- **Bloque de texto**
--- --- ---
¿Se insultan los animales, nuestros compañeros de planeta y
parientes?
La respuesta es no –al menos
que sepamos. Tal vez nuestros primos
primates sí, pero quién sabe. Se conoce
de una variedad de macacos que al sentirse amenazados usan sus propios
excrementos para ahuyentar al intruso (se cagan en la mano y luego te lo
arrojan), pero resulta dudoso imaginar que lo hagan a modo de afrenta a la
dignidad, como sería el caso entre nosotros.
Lo más probable es que no tengan nada mejor a la mano y si en los
árboles crecieran piedras nos lapidarían con ellas gustosos en lugar de
embarrarnos de mierda. O quizás su caca
contenga algún repelente ¿quién sabe? Como
el orín de los zorrillos, un arma defensiva muy eficaz. El caso es que ellos, los animales, no saben insultar:
sólo agreden o se defienden.
Convengamos entonces
que el insulto es otra de nuestras prerrogativas y exclusividades humanas, como la
contaminación ambiental y las tarjetas de crédito : Homo
sapiens, Homo ludens, Homo insultantis (?). Aunque
para hacerlo empleamos fundamentalmente las
palabras, también nos insultamos mediante una batería de gestos puntuales, más
o menos compartidos por las diversas culturas: bofetadas, escupitajos, sacar
la lengua, hacer la peineta, etc. Algunos
son tan universales que los representamos en la web con un emotricon. Es el caso de dar el dedo, el del corazón (que nada tiene que ver aquí con esa noble víscera). Otras variantes de lo mismo son más
regionales, como el rotundo “corte de manga” a la italiana y la muy explícita “higa”, donde el pulgar --obsceno
y juguetón-- asoma por entre los intersticios
del puño cerrado. O el gesto a dos manos
acompañado de un sonoro YESSSS con el que nuestros jóvenes celebran cualquier
triunfo ---no hay más que mirarlos para
entender qué representa.
--- --- ---
- **Datos proporcionados**
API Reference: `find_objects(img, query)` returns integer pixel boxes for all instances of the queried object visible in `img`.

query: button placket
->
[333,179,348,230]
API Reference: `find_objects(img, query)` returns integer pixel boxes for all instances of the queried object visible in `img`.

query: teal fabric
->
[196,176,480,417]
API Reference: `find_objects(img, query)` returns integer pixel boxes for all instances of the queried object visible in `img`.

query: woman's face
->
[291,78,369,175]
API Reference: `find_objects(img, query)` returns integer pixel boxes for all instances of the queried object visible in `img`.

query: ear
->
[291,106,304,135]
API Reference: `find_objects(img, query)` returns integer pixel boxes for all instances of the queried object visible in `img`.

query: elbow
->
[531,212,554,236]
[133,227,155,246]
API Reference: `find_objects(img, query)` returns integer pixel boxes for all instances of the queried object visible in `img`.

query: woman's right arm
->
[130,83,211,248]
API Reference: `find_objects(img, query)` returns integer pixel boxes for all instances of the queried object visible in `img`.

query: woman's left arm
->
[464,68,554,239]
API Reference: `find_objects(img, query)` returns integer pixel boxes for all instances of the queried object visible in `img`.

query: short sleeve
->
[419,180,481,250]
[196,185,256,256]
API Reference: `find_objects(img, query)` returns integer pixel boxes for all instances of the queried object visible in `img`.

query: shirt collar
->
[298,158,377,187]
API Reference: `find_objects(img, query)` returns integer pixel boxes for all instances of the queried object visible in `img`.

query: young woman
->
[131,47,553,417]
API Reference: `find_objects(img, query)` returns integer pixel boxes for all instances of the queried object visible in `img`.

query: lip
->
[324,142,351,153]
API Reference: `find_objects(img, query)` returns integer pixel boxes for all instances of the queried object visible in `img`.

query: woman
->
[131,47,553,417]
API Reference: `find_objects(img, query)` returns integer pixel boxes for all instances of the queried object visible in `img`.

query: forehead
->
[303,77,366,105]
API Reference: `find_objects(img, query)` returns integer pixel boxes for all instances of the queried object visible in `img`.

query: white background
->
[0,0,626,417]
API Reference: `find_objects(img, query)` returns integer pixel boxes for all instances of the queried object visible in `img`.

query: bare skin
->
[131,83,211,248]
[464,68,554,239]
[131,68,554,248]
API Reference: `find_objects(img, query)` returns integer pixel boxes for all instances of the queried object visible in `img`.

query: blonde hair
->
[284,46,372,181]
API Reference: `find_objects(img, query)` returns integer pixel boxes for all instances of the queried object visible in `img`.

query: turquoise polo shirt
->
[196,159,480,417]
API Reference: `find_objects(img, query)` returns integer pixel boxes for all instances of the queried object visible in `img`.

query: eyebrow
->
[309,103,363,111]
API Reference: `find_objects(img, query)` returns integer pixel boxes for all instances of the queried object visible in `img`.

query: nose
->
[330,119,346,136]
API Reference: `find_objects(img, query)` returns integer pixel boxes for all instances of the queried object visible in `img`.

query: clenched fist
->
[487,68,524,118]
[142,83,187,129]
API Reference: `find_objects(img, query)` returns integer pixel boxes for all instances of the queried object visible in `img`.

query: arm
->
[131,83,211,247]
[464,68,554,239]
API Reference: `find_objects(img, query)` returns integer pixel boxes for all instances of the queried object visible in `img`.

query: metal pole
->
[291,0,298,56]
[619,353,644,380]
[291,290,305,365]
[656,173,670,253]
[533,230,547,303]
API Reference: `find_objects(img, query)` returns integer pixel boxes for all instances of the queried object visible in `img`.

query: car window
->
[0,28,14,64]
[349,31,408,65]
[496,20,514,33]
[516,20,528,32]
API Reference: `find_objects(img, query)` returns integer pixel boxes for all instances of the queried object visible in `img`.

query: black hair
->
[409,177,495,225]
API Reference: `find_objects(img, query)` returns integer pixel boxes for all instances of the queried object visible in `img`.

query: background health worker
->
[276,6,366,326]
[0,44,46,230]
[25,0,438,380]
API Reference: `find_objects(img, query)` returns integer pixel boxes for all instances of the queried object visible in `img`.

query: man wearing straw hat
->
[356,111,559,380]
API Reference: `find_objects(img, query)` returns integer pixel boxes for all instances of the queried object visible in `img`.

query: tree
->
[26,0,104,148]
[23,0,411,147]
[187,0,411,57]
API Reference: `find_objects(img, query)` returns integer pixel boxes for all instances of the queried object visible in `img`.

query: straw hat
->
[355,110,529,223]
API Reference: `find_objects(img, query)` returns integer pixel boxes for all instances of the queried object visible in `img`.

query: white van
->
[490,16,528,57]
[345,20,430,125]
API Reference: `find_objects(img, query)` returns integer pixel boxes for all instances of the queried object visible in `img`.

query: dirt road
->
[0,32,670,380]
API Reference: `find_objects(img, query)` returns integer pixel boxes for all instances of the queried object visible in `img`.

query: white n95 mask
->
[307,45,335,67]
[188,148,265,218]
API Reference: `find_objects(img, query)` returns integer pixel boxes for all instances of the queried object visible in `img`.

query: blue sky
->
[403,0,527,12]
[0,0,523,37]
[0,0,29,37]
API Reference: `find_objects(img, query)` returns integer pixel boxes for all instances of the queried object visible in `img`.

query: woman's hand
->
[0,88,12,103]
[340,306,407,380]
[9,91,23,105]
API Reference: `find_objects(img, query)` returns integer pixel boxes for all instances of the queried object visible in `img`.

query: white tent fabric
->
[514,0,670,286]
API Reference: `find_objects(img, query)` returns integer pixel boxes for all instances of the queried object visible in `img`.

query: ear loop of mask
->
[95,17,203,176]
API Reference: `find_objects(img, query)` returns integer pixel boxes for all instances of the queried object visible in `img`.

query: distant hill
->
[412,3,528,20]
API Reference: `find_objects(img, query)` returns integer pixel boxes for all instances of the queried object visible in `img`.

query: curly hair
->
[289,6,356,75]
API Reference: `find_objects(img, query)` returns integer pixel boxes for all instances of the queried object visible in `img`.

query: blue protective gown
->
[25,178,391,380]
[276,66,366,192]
--- --- ---
- **Requisitos**
a - Según el texto sobre el insulto, ¿qué emplean algunos macacos para ahuyentar al intruso cuando se sienten amenazados?
b - Prosiga el texto sobre el insulto a partir del punto en que termina.
Los ítems no desempeñan papel alguno en lo que aquí se pide.

- **Lista de respuestas**
a - Sus propios excrementos.

b -
En esto del significado regional versus universal, hay algunas importantes discrepancias de
significado cultural que pueden resultar harto peligrosas. Se me ocurre un
ejemplo particularmente notable. Hemos
visto en la película “Braveheart” como las huestes de aguerridos escoceses que luchaban contra el
rey Eward “Longshanks” de Inglaterra en el
siglo XIII (resentidos antepasados
de los que hoy perdieron el plebiscito de marras) se mofaban del enemigo
mostrándole el culo. Gracias sin duda a
la facilidad con que podían alzarse el “kilt”, inventaron el “mooning”, ese equívoco gesto de
agravio que en otros lares constituye una provocación de muy distinta
índole. Más bien una invitación, un
convite gay a lo que en la jerga de los servicios sexuales en la página de clasificados se
conoce como “griego”. Fuera de los ámbitos de la cultura anglosajona se debe
ejercer mucha cautela con este gesto. Tampoco se aconseja emplearlo en la cárcel
--quede advertido Mel Gibson por si alguna vez cae preso. Aun en la época de Braveheart dudo mucho que a otro guerrero que no usara
falda escocesa se le hubiera ocurrido
jamás desafiar a su enemigo de tan extraño modo O tal vez sí, pero con otro propósito. El equivalente para nuestra cultura
mediterránea de aquella chunga masculina
sería un gesto, si se quiere, inverso.
El macho de estas menos frígidas regiones se agarra el paquete con ambas manos,
adelanta la mandíbula y lo ofrece a su enemigo con un golpe de pelvis a lo Elvis (Presley). ¡Toma de aquí! Pero jamás se agacha, ni para recoger el
jabón.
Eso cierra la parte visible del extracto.